Omitting all images, give the entries that follow again exactly as they read.

Images for object localization
********
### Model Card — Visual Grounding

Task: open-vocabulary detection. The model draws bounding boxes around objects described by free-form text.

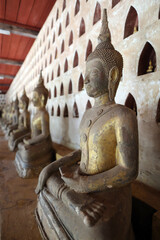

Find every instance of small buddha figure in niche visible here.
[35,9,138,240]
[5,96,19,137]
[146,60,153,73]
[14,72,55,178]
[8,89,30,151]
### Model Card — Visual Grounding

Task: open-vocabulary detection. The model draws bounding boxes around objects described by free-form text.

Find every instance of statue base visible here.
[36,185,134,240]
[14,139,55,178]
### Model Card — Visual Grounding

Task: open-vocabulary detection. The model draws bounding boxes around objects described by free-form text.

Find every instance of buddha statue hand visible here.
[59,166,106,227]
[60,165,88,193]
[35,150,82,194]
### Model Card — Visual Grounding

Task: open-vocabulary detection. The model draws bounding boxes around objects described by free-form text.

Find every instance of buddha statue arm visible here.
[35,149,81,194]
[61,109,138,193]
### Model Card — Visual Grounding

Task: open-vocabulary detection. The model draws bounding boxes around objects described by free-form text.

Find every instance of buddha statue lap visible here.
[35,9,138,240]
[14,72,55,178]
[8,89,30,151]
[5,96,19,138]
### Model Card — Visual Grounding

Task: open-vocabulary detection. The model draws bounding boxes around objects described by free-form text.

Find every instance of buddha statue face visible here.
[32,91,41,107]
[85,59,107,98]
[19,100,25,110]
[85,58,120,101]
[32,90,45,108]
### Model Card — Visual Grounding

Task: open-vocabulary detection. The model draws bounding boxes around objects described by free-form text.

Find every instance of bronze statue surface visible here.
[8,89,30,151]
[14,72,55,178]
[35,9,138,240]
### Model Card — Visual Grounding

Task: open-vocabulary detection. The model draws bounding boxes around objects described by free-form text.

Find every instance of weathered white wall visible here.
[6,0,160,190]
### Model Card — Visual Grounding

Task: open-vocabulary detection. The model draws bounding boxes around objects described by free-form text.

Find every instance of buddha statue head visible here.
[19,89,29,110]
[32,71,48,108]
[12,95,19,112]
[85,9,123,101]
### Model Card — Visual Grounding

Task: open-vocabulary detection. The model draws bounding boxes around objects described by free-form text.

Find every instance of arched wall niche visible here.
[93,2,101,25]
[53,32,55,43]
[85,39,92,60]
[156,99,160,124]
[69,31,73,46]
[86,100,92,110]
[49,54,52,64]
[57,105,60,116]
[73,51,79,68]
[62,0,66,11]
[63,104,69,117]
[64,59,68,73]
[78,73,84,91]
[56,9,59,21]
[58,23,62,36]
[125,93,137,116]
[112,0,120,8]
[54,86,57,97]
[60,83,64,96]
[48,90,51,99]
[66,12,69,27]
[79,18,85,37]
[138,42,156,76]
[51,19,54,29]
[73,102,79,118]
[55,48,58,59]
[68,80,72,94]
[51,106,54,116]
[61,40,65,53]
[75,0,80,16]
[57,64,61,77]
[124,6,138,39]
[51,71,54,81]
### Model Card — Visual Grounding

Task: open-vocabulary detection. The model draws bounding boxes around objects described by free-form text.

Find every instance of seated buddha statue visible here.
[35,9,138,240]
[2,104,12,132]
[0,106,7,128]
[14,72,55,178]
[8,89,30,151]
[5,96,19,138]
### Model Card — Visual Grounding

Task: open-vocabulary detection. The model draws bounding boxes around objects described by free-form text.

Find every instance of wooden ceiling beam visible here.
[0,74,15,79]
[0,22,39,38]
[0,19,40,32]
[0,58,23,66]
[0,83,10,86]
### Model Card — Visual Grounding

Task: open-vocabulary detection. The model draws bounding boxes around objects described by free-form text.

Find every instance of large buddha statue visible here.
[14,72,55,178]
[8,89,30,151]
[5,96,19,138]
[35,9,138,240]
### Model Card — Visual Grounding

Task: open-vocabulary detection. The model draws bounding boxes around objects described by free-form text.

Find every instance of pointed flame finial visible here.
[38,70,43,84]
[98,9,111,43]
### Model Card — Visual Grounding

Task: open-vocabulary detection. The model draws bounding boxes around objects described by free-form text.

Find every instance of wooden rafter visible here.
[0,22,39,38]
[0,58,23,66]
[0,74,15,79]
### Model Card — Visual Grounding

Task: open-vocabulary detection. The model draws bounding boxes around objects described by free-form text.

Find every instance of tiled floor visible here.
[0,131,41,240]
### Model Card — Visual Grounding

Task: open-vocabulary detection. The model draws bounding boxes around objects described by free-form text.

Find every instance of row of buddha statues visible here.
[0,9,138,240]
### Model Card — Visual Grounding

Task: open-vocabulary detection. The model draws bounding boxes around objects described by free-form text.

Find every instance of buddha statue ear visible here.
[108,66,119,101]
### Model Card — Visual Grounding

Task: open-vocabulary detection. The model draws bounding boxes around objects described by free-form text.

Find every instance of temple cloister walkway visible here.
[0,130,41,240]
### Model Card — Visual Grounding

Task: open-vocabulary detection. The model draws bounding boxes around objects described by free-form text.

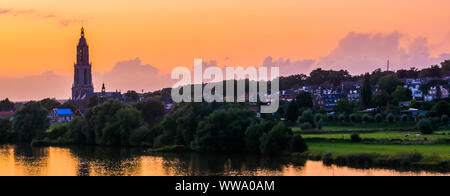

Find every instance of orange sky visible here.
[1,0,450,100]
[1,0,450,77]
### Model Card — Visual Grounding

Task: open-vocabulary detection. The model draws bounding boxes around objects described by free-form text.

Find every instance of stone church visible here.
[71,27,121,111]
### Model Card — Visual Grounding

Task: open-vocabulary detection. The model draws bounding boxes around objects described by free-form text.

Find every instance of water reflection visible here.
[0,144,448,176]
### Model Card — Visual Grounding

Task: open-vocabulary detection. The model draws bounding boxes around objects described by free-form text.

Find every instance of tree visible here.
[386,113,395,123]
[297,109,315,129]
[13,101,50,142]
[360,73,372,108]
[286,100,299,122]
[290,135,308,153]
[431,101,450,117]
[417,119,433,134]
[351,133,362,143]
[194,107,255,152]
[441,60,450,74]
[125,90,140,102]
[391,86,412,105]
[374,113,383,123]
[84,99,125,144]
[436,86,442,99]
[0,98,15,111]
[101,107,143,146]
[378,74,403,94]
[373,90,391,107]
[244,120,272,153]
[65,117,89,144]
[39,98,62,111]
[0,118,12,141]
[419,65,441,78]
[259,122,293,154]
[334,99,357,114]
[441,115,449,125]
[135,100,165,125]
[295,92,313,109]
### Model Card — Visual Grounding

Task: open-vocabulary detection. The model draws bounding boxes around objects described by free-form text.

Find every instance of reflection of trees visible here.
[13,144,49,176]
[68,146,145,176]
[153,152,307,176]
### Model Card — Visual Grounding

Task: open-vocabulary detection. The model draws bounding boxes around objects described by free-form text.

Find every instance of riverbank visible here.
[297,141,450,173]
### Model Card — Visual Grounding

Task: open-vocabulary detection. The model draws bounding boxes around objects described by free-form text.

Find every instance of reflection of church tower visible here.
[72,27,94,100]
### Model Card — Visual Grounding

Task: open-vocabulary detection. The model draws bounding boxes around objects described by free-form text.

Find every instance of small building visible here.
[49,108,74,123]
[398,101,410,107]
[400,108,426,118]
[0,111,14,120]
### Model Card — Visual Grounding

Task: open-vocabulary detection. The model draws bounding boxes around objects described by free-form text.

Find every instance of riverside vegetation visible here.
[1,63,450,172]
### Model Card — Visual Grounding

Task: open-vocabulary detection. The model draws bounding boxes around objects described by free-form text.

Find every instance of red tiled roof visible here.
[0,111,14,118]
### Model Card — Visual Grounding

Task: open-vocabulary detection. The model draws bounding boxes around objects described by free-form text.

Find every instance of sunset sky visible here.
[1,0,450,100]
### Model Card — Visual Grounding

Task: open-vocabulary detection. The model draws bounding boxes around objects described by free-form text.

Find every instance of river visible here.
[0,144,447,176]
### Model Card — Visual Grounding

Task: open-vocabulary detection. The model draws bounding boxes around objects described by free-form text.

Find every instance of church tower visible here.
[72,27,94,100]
********
# Result of this exercise
### Model Card — Visual Grounding

Task: open-vocabulary detection. The model draws bounding boxes around objects described by free-form text.


Find every instance of small buddha figure in niche visible here.
[35,9,138,240]
[5,96,19,137]
[146,60,153,73]
[14,72,55,178]
[8,89,30,151]
### Model Card — Visual Grounding

Task: open-vocabulary detection. The model draws bounding boxes around objects described by free-form text.

Find every instance of statue base visible here.
[36,185,134,240]
[14,139,55,178]
### Model Card — Visual Grounding

Task: open-vocabulary detection. The model draws bounding boxes around objects described by free-form text.

Find every instance of buddha statue hand visible here.
[59,166,106,227]
[60,165,88,193]
[35,150,82,194]
### Model Card — Visual Grounding

Task: open-vocabulary detection. The model draws bounding boxes around objects described by free-form text.

Find every instance of buddha statue arm visible here.
[35,149,81,194]
[61,109,138,193]
### Model Card — Visual Grounding

Task: open-vocabulary detection. The model draws bounding boxes around objects described by free-form text.

Find every instance of buddha statue lap visible here.
[35,9,138,240]
[14,72,55,178]
[8,89,30,151]
[5,96,19,138]
### Model Card — Visual Grounding

Task: open-vocabulary detection. The model draws bounding boxes around objects described by free-form text.

Find every instance of buddha statue face visible here.
[32,91,41,107]
[85,59,107,98]
[19,100,25,110]
[85,58,120,101]
[32,90,45,108]
### Model Card — Visual Grounding

Task: open-vocabulary detection. The model draws bounding boxes around objects described by free-form text.

Find every instance of bronze statue surface visible here.
[8,89,30,151]
[14,72,55,178]
[35,9,138,240]
### Model Card — Visual Grounding

Task: open-vocabulary detection. The model draws bounding boxes around objects described by free-form text.

Find every instance of weathered white wall visible here.
[6,0,160,190]
### Model Card — Visual Grounding

Task: open-vocabulary detection. The model draws bounding boxes around objects described by free-form text.

Find every instance of buddha statue head visible here.
[19,89,29,110]
[32,71,48,108]
[12,95,19,112]
[85,9,123,101]
### Model Card — Visual Grounding

Task: open-vocabulary detection. The model draws bounding boxes around objects described by free-form text.

Find every instance of arched wall niche visible here.
[93,2,101,25]
[53,32,55,43]
[85,39,92,60]
[156,99,160,124]
[69,31,73,46]
[86,100,92,110]
[49,54,52,64]
[57,105,60,116]
[73,51,79,68]
[62,0,66,11]
[63,104,69,117]
[64,59,68,73]
[78,73,84,91]
[56,9,59,21]
[58,23,62,36]
[125,93,137,116]
[112,0,120,8]
[54,86,57,97]
[60,83,64,96]
[48,90,51,99]
[66,12,69,27]
[79,18,85,37]
[138,42,156,76]
[51,19,54,29]
[73,102,79,118]
[55,48,58,59]
[68,80,72,94]
[51,106,54,116]
[61,40,65,53]
[75,0,80,16]
[57,64,61,77]
[124,6,138,39]
[51,71,54,81]
### Model Card — Visual Grounding

Task: open-vocabulary detection. The model draws bounding boxes around objects described by free-form text.

Find every instance of seated buddha statue visible here.
[35,9,138,240]
[2,104,12,132]
[0,106,7,128]
[14,72,55,178]
[8,89,30,151]
[5,96,19,138]
### Model Card — Visual Grounding

Task: open-vocabulary detection. The model draws bounding boxes around objects described by free-form text.

Find every instance of wooden ceiling beam visible here.
[0,74,15,79]
[0,22,39,38]
[0,19,40,32]
[0,58,23,66]
[0,83,10,86]
### Model Card — Visual Grounding

Task: open-vocabulary detection. The model draws bounding boxes around objects described by free-form text.

Find every instance of large buddha statue visible here.
[14,72,55,178]
[8,89,30,151]
[5,96,19,138]
[35,9,138,240]
### Model Card — Visual Grounding

Task: open-vocabulary detection. The model draws bounding boxes around objects described by free-form text.

Find every instance of pointed flame finial visible here.
[38,70,43,84]
[98,9,111,43]
### Model Card — Visual Grounding

Task: open-vocabulary detection. The model draws bounding boxes around objects described by free-form text.

Find every instance of wooden rafter visible here.
[0,22,39,38]
[0,58,23,66]
[0,74,15,79]
### Model Card — Visual Grounding

Task: open-vocabulary detection. The model draws bounding boxes around objects described by free-form text.

Find every instance of tiled floor visible here.
[0,131,41,240]
### Model Card — Visual Grounding

Task: open-vocabulary detection. The model draws bounding boxes around objects described by free-form text.

Find every instance of row of buddha statues visible here.
[0,9,138,240]
### Model Card — Visual Grounding

Task: open-vocabulary detection. The model draws bounding boxes around objects described by free-form text.

Find every instance of buddha statue ear visible here.
[108,66,119,101]
### Model Card — Visual Grounding

Task: open-vocabulary detection. The model draws bounding boxes around objects described by free-form text.

Find every instance of temple cloister walkway visible here.
[0,130,41,240]
### Model Card — Visual Grounding

Task: open-vocabulary detection. The model draws bounding boxes around objects described by free-form text.


Find every instance of orange sky visible here.
[1,0,450,100]
[1,0,450,77]
### Model Card — Visual Grounding

Task: open-vocabulary detection. The model draws bounding boxes around objects described by free-form text.

Find every instance of stone church visible here.
[71,27,121,111]
### Model Card — Visual Grounding

Task: open-vocabulary detection. The model draws bounding boxes around objects described by free-form text.

Find every instance of water reflection visible here.
[0,144,448,176]
### Model Card — Visual Grounding

Task: open-vocabulary detection. The model draws bounding boxes around objects described by free-form text.

Find every instance of tree visible here.
[386,113,395,123]
[297,109,315,129]
[13,101,50,142]
[360,73,372,108]
[286,100,299,122]
[290,135,308,153]
[431,101,450,117]
[417,119,433,134]
[351,133,362,143]
[194,107,255,152]
[441,60,450,74]
[125,90,140,102]
[391,86,412,105]
[374,113,383,123]
[84,99,125,144]
[436,86,442,99]
[0,98,15,111]
[101,107,143,146]
[378,74,403,94]
[373,90,391,107]
[244,120,272,153]
[65,117,89,144]
[39,98,62,111]
[0,118,12,141]
[419,65,441,78]
[259,122,293,154]
[334,99,357,114]
[441,115,449,125]
[135,100,165,125]
[295,92,313,109]
### Model Card — Visual Grounding

Task: open-vocabulary detection. The model draws bounding boxes around objects described by free-form text.

Find every instance of reflection of trees visible here.
[13,144,49,176]
[68,146,145,176]
[153,152,307,176]
### Model Card — Visual Grounding

Task: open-vocabulary detection. The model draws bounding boxes around objects described by free-form text.

Find every instance of riverbank visible here.
[297,141,450,173]
### Model Card — Visual Grounding

Task: open-vocabulary detection. The model draws bounding boxes around objects described by free-form text.

Find every instance of reflection of church tower visible here.
[72,27,94,100]
### Model Card — Visual Grounding

Task: open-vocabulary detection. The model draws bounding boxes around objects described by free-form text.

Find every instance of small building visible here.
[49,108,74,123]
[398,101,410,107]
[400,108,426,118]
[0,111,14,120]
### Model Card — Visual Grounding

Task: open-vocabulary detection. The model draws bounding boxes around objects described by free-form text.

Find every instance of riverside vegetation visible here.
[1,63,450,172]
### Model Card — Visual Grounding

Task: open-vocabulary detection. The model draws bounding boxes around objects described by free-form text.

Find every instance of red tiled roof visible here.
[0,111,14,118]
### Model Card — Visual Grounding

Task: open-vocabulary detection. The model draws bounding boxes around objects described by free-form text.

Find every instance of sunset sky visible here.
[1,0,450,100]
### Model Card — Visual Grounding

Task: open-vocabulary detection. The model draws bounding boxes around objects described by free-form text.

Find every instance of river visible here.
[0,144,447,176]
### Model Card — Visual Grounding

Task: open-vocabulary detection. The model draws bounding boxes around objects described by free-form text.

Find every instance of church tower visible here.
[72,27,94,100]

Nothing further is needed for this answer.